Written instruction a: Pull out every line of the records that contains the word "tree", and copy each one.

But this base – this was the one with seven underground levels (or so we were told). It was a ‘secret’ base for some time, then bombed to hell by the Allies. However, the Germans (it was said) had been prepared for that and had moved their planes underground. And they’re still there (it was said), deep under water – for the Germans had a pipe to a river somewhere, and they used it to flood the field, concealing it from the Allies by pretending it was a pond (it was said) – and then drain it off the shallow lake chase the bombers with their planes from underground – bringing them up on elevators and launching them from the hanger domes.

However, this had nothing to do with the mission I was on. I had been ‘sent’ on this mission by some of my friends – a small group of them, bored boys looking for something to do, myself included. I had a couple marks in my pocket (German money) which I had earned hauling trash for a ‘living’. I narrowed my eyes, looking at the dark opening and coming to my final decision – when to move.

I darted down the stair like a hawk, feet pounding. I didn’t want to miss a step. One wrong move and I might get caught. That would cause problems for my father – who (along with his wife) would cause some pretty bad problems for me.   But I was fairly confident.  I could duck and weave.  We’d already analyzed this, how this mission was going to go. I had visualized it in my head.

Legs pounding, knees high, I came to the steel door. It pulled outwards, its heavy handle a long slashof steel. I pulled on the door as hard as I could. To my surprise, it swung easily open. It wasn’t like the steel doors I’d trained on – the same kind as this – but they had felt much heavier, maybe because they weren’t used as much as these.  I desperately wrenched at it to keep it from clanging against the concrete shaft’s side, but once started, it was too heavy to stop.  It clanged anyway.  I darted in.

Task material:
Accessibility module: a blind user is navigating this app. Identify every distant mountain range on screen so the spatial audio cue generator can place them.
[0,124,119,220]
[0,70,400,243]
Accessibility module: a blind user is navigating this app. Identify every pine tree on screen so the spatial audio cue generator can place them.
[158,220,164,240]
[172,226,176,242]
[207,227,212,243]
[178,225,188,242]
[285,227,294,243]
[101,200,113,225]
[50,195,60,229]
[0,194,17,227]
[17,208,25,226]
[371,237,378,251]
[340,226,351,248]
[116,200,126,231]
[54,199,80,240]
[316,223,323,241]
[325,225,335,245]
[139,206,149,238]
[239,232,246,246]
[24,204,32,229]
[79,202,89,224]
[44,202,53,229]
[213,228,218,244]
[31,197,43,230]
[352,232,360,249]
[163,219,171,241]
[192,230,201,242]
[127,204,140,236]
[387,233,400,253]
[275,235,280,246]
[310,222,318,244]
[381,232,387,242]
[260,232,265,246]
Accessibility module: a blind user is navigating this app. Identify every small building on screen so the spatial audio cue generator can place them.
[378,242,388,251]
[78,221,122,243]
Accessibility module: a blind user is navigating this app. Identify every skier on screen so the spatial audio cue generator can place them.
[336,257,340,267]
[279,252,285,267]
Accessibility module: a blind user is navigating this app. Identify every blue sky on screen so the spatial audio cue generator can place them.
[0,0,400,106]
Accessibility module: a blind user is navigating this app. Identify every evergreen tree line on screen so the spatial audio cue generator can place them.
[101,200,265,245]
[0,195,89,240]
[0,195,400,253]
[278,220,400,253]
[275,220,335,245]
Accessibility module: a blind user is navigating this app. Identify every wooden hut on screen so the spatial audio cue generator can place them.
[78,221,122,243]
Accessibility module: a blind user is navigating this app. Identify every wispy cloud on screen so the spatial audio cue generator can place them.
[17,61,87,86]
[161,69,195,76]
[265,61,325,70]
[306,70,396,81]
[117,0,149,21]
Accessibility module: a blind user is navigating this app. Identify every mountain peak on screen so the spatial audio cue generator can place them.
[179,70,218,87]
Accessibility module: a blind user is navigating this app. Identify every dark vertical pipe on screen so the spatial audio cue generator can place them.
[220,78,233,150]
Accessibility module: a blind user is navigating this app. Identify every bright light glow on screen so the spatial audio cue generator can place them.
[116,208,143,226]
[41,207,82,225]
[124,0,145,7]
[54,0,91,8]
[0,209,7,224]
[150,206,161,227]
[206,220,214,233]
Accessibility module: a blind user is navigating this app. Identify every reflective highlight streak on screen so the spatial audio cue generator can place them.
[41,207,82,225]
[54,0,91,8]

---

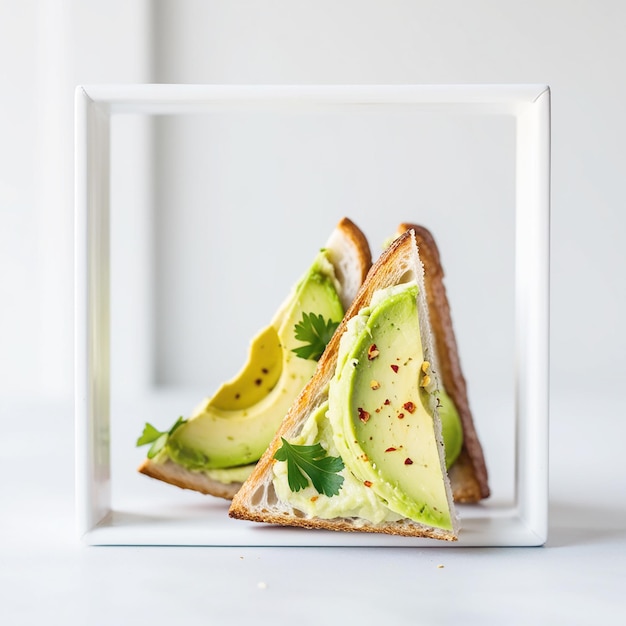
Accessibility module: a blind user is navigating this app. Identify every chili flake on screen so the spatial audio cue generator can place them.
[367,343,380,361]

Written instruction b: Pick up the story about the underground German air base where it ends, and write what happens next.

Exercise result a:
Accessibility module: a blind user is navigating this app. Identify every pine tree on screen so the spatial audio cue generator can place them.
Accessibility module: a blind user is navigating this app. Identify every evergreen tree line on screen so the spatial audio cue generator can place them.

Exercise result b:
The building was moist and warm from all the German cooking, and the smell of sauerkraut and bratwurst hung in the air. The air was thick from smoke and cooking, and there stood about a dozen tables or so – rough thick legged things was my impression, covered by checkered clothes, glasses and food.   The light was dim and yellow.  A jukebox stood along the wall I was on, and already I could see the men turning to see who had come in.  Behind a long bar I could see a heavy waitress – a thick German woman, wide and broad. She was turning from the glasses on the back wall as I paused, looking for my goal.  Spotting it, I sped along the wall like a little rat, dressed in a thick green G.I. jacket and jeans.

I sped to the machine, passing the thumping wailing jukebox with its warm light and chrome. The men were turning back around again, though quite a few were keeping their eyes on me. I could see the German woman looking up in my direction. Quicker than I could say “breathe!” she started to move, coming around the counter with a surprising swiftness for a woman her size . . .

I looked away, and taking two marks in my hand (I had come prepared, shoving the marks from my pocket to my fist as I ran) – I slammed them in the machine – ‘clink!’ ‘clink!’. A moment later after I heard the coins hit some distant mysterious bottom, I grabbed a worn silver knob on the machine and pulled, looking over my shoulder at the woman and measuring her pace as she came on.

She was rounding the end of the bar in the corner of the room and proceeding rapidly my way, her mouth open and her thick arms coming up . . . I could hear her yelling . . .

I turn, looked, saw my choice had arrived – grabbed my purchase and ran, darting towards the equally thick door on the other side. Crashing it open with a big bang, I took those steps flying, two and three at a time, feet pumping, heart pounding, my ‘precious’ purchase gripped in my hand. Distantly I could hear shouting and laughter as the door behind closed, then it popped open briefly again – but I think seeing my shagging behind, the woman turned and went back to her business . . .

I ran through the woods to the edge where my friends stood, and I stopped, bent over and gasping, winded, and looked down at my hand. There it was.  In the palm of my hand. I had done something forbidden – not just once, but four times over. Once in going to get them – two in where they lay – three in having bought them – four in where they lay now: in my possession.  They were forbidden, extremely so . . . they were for me! – for me and my friends . . .

And we divvied it up with my friends the next day.

(This is part 1 of 2.  I shake my head, wondering how I came to that decision and kind of knowing why – and wishing I didn’t – any of it. It affected my life in so many ways – meaning core values, things I do every day – it became a ‘part’ of me.

You’ll see in Part Two.)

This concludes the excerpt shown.